→ WHAT YOU SHOULD DO: Will you restate verbatim the lines running from the line with "of the headlight" to the end of the data, leaving out everything else?

— Start SUPPLIED RECORDS —

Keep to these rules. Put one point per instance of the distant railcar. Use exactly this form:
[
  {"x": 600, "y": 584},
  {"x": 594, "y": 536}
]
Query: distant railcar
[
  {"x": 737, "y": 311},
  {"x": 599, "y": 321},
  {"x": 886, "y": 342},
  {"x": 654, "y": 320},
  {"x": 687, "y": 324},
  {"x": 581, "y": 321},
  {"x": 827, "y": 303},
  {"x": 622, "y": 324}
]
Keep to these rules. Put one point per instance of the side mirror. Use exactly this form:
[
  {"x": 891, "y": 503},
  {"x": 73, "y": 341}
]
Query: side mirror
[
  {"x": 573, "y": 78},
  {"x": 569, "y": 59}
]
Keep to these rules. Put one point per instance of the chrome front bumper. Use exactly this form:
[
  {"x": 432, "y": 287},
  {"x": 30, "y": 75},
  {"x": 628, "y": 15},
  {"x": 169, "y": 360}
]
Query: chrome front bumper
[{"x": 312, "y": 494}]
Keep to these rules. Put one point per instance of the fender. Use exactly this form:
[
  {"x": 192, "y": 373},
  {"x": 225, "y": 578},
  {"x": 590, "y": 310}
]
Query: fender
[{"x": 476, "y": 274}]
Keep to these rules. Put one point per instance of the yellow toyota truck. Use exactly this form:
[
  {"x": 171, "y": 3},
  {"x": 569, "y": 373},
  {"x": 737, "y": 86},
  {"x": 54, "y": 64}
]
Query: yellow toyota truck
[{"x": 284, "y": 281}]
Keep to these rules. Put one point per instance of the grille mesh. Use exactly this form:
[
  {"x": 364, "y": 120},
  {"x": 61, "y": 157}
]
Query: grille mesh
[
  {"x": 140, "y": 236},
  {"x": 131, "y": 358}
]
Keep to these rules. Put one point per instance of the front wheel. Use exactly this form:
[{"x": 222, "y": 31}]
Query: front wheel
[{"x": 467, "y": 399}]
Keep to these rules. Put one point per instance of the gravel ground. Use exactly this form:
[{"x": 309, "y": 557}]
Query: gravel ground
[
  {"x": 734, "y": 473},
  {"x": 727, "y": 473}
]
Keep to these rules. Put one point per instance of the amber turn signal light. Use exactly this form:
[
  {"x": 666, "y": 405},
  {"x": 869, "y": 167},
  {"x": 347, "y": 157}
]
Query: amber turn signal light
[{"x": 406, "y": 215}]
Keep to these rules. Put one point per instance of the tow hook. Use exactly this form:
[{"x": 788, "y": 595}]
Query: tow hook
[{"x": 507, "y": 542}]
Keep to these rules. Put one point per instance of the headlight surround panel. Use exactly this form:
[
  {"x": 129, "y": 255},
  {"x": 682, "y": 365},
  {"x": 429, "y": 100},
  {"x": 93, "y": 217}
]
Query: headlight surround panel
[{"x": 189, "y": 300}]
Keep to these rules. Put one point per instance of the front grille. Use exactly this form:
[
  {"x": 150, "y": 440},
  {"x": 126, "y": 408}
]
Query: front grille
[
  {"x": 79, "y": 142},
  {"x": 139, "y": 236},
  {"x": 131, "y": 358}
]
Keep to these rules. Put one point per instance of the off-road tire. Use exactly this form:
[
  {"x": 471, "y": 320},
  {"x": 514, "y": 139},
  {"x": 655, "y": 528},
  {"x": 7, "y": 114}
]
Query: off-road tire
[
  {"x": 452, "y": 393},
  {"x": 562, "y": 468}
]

— End SUPPLIED RECORDS —

→ WRITTEN REPLY:
Keep to these rules. Put one point per instance of the headlight surround panel. Use exactly this form:
[
  {"x": 129, "y": 255},
  {"x": 682, "y": 365},
  {"x": 429, "y": 100},
  {"x": 93, "y": 217}
]
Query: headlight surround panel
[{"x": 189, "y": 300}]
Keep to these rules. Put one point per instance of the front grille. Use exactly this form:
[
  {"x": 150, "y": 440},
  {"x": 126, "y": 408}
]
Query: front grille
[
  {"x": 79, "y": 142},
  {"x": 139, "y": 236},
  {"x": 131, "y": 358}
]
Keep to these rules. Put one point per instance of the off-road tire. Use exactly this form:
[
  {"x": 471, "y": 320},
  {"x": 514, "y": 139},
  {"x": 655, "y": 528},
  {"x": 7, "y": 114}
]
Query: off-road tire
[
  {"x": 452, "y": 393},
  {"x": 562, "y": 468}
]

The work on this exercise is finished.